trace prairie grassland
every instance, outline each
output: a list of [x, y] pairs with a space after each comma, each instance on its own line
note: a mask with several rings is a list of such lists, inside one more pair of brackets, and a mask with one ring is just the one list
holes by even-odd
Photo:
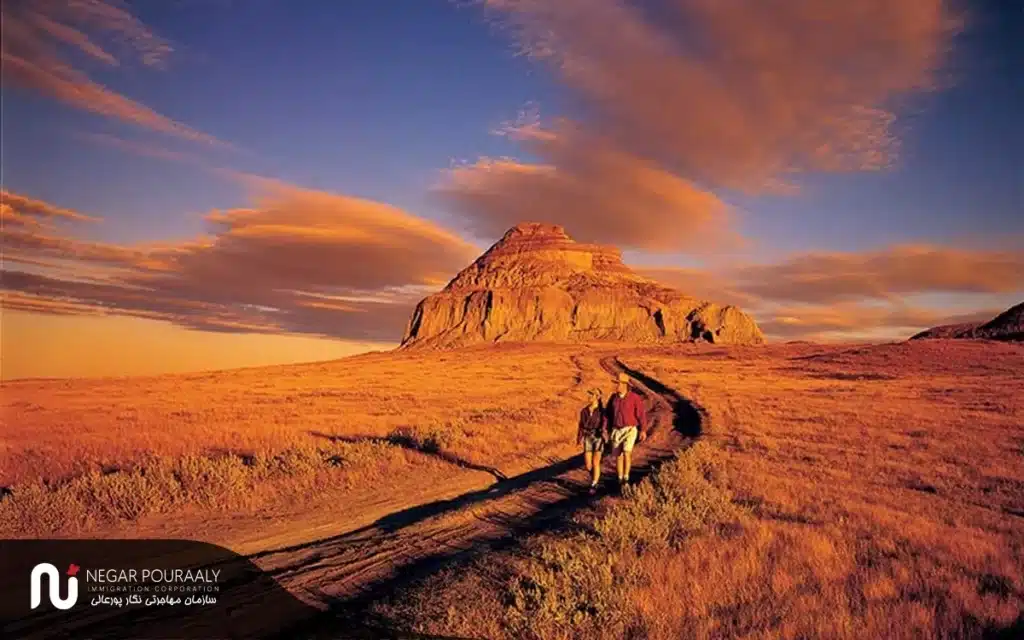
[[[486, 638], [961, 638], [1024, 630], [1024, 347], [633, 349], [698, 446], [380, 602]], [[1019, 637], [1019, 636], [1018, 636]]]
[[[3, 385], [0, 536], [70, 536], [152, 514], [258, 512], [386, 492], [458, 465], [564, 455], [578, 351], [502, 346], [332, 362]], [[553, 423], [558, 423], [554, 426]]]

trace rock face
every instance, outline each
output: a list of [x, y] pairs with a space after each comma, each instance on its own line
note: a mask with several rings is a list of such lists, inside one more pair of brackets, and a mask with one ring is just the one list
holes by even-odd
[[417, 305], [401, 346], [598, 340], [760, 344], [764, 337], [734, 306], [637, 275], [617, 249], [523, 223]]
[[975, 338], [982, 340], [1024, 340], [1024, 302], [1014, 305], [981, 325], [943, 325], [912, 336], [927, 338]]

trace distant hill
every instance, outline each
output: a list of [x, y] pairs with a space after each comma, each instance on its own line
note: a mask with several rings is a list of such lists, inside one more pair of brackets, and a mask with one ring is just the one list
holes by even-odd
[[923, 331], [910, 339], [929, 338], [1024, 340], [1024, 302], [1010, 307], [984, 324], [942, 325]]
[[522, 223], [425, 298], [403, 348], [494, 342], [760, 344], [746, 313], [642, 278], [613, 247], [577, 243], [554, 224]]

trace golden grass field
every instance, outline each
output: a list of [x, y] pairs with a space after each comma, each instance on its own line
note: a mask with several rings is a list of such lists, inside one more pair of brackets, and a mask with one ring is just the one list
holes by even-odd
[[621, 357], [709, 411], [699, 445], [580, 531], [433, 577], [380, 614], [485, 638], [1021, 632], [1024, 348]]
[[130, 532], [153, 515], [242, 518], [280, 503], [343, 503], [395, 478], [422, 483], [465, 465], [544, 464], [571, 453], [552, 424], [574, 419], [581, 384], [600, 375], [573, 353], [512, 345], [484, 356], [371, 353], [7, 382], [0, 536]]
[[634, 498], [435, 573], [379, 616], [482, 638], [1020, 631], [1014, 344], [503, 345], [5, 383], [0, 536], [223, 513], [243, 526], [284, 502], [540, 467], [574, 453], [586, 388], [610, 389], [607, 355], [703, 408], [698, 444]]

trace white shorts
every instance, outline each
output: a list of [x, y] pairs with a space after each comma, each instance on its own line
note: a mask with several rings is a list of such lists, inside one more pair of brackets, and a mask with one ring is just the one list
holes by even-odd
[[633, 445], [637, 441], [636, 427], [621, 427], [611, 430], [611, 446], [622, 449], [624, 452], [633, 451]]

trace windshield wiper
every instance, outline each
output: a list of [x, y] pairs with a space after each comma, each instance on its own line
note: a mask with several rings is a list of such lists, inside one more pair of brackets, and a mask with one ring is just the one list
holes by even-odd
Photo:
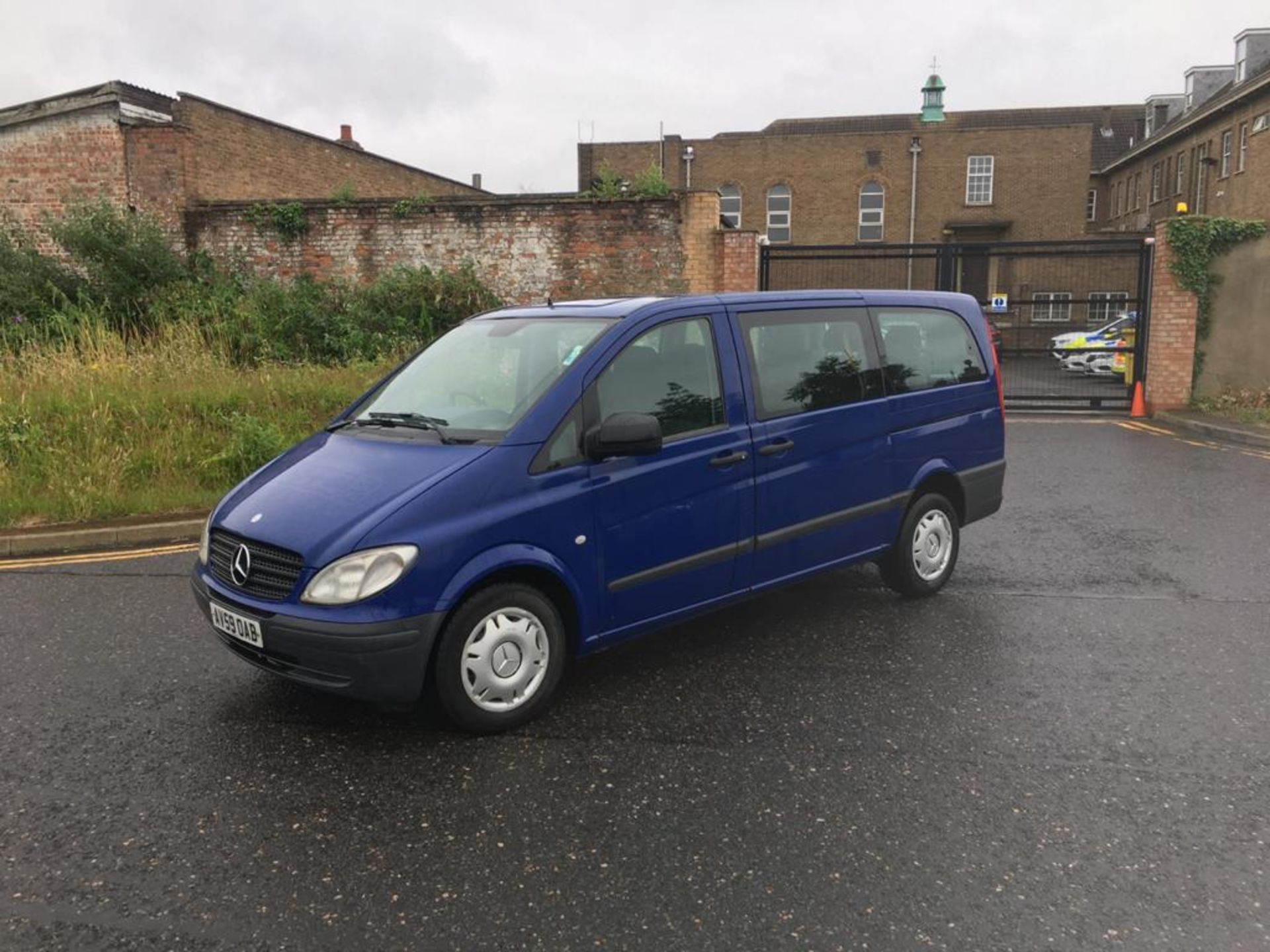
[[344, 426], [409, 426], [417, 430], [432, 430], [441, 438], [442, 443], [453, 443], [453, 438], [444, 430], [448, 425], [450, 420], [443, 420], [439, 416], [425, 416], [415, 413], [372, 413], [362, 418], [340, 420], [326, 429], [334, 433]]

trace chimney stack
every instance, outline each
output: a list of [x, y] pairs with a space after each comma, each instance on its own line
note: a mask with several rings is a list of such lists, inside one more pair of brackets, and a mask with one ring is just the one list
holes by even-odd
[[345, 149], [356, 149], [358, 152], [363, 151], [362, 143], [353, 138], [353, 127], [347, 123], [339, 127], [339, 138], [335, 141]]

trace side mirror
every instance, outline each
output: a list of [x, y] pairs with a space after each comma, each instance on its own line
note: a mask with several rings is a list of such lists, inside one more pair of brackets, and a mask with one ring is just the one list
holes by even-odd
[[587, 433], [587, 456], [652, 456], [662, 452], [662, 424], [650, 414], [612, 414]]

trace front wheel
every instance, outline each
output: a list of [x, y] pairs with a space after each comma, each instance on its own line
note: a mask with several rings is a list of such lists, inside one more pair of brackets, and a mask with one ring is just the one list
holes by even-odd
[[466, 731], [493, 734], [536, 717], [564, 671], [560, 612], [530, 585], [491, 585], [446, 623], [433, 677], [446, 716]]
[[927, 493], [909, 506], [895, 545], [878, 562], [881, 579], [907, 598], [933, 595], [952, 575], [960, 546], [956, 509], [939, 493]]

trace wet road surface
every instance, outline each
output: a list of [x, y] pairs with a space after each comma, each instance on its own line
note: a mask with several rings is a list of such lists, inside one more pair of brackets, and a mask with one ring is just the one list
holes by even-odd
[[0, 572], [0, 948], [1270, 947], [1270, 454], [1008, 426], [944, 594], [833, 572], [470, 739]]

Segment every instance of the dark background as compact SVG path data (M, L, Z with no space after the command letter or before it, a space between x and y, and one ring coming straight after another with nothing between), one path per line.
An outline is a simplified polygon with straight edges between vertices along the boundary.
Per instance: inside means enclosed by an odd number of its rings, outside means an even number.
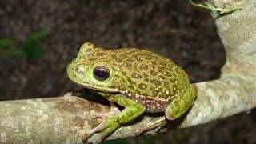
M11 54L7 54L10 49L0 47L0 100L55 97L78 89L66 66L87 41L110 49L146 48L183 67L193 82L217 79L225 52L214 22L208 11L186 1L1 0L0 41L12 39ZM46 38L25 46L42 30L49 32ZM256 143L254 117L241 114L109 143Z

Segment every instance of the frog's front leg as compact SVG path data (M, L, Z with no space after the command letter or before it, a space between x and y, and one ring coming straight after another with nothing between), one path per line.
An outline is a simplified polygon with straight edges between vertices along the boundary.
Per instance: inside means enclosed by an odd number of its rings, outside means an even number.
M120 127L121 125L134 120L143 114L145 110L145 107L142 105L133 100L122 98L122 96L114 96L114 98L110 100L124 106L125 109L116 115L110 115L105 122L82 134L82 140L86 141L91 135L99 132L101 136L98 142L100 142L116 129Z

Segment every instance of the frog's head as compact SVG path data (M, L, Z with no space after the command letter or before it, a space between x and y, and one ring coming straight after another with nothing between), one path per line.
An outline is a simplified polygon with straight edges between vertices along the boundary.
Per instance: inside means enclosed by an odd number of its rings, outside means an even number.
M115 75L116 68L110 62L109 52L90 42L84 43L78 57L67 66L68 77L77 84L97 91L119 92L122 79Z

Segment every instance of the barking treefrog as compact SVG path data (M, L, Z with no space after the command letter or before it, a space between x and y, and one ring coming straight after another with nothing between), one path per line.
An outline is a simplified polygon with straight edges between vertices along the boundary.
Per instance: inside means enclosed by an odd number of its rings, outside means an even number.
M187 111L197 94L186 73L174 62L136 48L107 50L86 42L68 65L67 74L75 83L124 107L84 134L84 141L95 133L102 141L145 112L164 112L165 116L149 122L142 132L162 126Z

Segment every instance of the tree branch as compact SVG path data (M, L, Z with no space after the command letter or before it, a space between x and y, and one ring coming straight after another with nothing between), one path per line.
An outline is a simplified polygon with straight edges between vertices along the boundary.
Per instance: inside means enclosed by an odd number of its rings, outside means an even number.
M196 84L194 105L184 118L169 122L173 127L202 124L256 106L256 1L249 1L242 10L213 17L226 52L222 76ZM109 110L106 105L75 96L0 102L0 143L82 143L80 134L102 122L93 118L94 112ZM144 115L108 139L135 136L152 118L155 116ZM94 135L90 142L97 138Z

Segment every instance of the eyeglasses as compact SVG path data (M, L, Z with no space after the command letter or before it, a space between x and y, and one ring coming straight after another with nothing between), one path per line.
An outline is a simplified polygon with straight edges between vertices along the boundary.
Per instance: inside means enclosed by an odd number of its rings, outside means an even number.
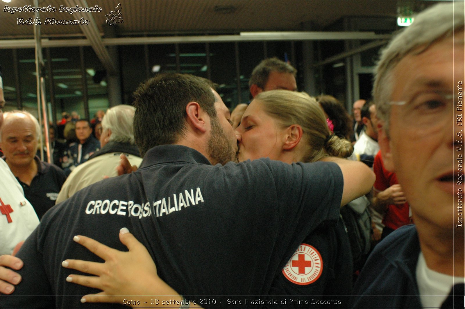
M402 120L418 129L437 127L447 121L452 123L453 93L440 92L420 92L410 101L390 102L389 104L402 106Z

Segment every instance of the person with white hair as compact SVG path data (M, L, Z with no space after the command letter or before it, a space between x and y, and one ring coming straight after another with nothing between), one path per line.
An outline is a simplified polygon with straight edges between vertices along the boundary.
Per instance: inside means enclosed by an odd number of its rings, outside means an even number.
M375 248L356 283L355 307L464 307L463 127L455 115L463 113L464 25L463 1L432 7L392 40L376 67L383 163L415 224Z
M39 219L55 205L66 177L59 167L36 155L41 132L37 119L25 111L3 115L0 147L6 162Z
M71 172L58 195L56 204L101 180L104 176L117 176L115 168L120 164L122 153L131 163L137 166L140 164L142 159L134 143L133 123L135 111L133 106L118 105L106 111L102 120L101 149Z

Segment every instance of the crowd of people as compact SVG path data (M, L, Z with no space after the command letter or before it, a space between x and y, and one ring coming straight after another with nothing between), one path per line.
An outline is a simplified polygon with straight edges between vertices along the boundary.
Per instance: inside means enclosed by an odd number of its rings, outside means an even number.
M276 58L232 111L211 81L157 75L133 107L70 120L61 168L33 116L5 113L0 304L463 308L464 9L397 34L352 119Z

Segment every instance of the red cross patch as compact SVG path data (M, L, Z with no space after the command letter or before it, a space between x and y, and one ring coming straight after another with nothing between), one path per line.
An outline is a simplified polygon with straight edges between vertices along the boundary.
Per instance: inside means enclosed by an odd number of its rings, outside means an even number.
M13 210L11 209L11 206L9 204L5 205L3 204L3 201L1 200L1 198L0 198L0 211L1 212L2 215L5 215L7 216L7 220L8 223L11 223L13 222L13 220L11 219L11 217L10 216L10 213L13 212Z
M283 268L283 275L292 283L306 285L318 280L322 270L320 253L312 246L302 243Z

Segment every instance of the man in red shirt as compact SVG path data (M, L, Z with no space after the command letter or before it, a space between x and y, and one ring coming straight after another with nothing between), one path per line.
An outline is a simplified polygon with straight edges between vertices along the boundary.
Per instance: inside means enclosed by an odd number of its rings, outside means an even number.
M380 213L384 213L381 239L398 228L411 223L408 203L394 173L386 170L383 164L381 151L375 157L373 171L376 175L373 185L374 197L372 206Z

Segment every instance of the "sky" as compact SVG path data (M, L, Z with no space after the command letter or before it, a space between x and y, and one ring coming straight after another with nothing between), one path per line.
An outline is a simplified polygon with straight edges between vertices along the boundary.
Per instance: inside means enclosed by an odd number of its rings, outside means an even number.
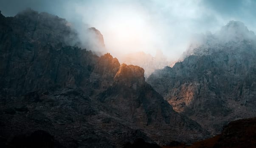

### Given exercise
Please print the items word for word, beginning at the very first line and stopping after the line that contains "423], [554, 426]]]", with both ends included. Leave the pictures out.

### Problem solution
trace prairie grassland
every instance, outline each
output: a list of [x, y] pairs with a space after each comma, each instance on its own line
note: a mask with several rings is a list of such lists, inside one more pair of brackets, and a mask with one ring is just the one list
holes by even-odd
Photo:
[[[486, 638], [961, 638], [1024, 630], [1024, 347], [633, 349], [698, 446], [380, 602]], [[1019, 637], [1019, 636], [1018, 636]]]
[[[3, 385], [0, 536], [70, 536], [152, 514], [258, 512], [386, 492], [458, 465], [564, 455], [578, 351], [502, 346], [332, 362]], [[553, 423], [558, 423], [554, 426]]]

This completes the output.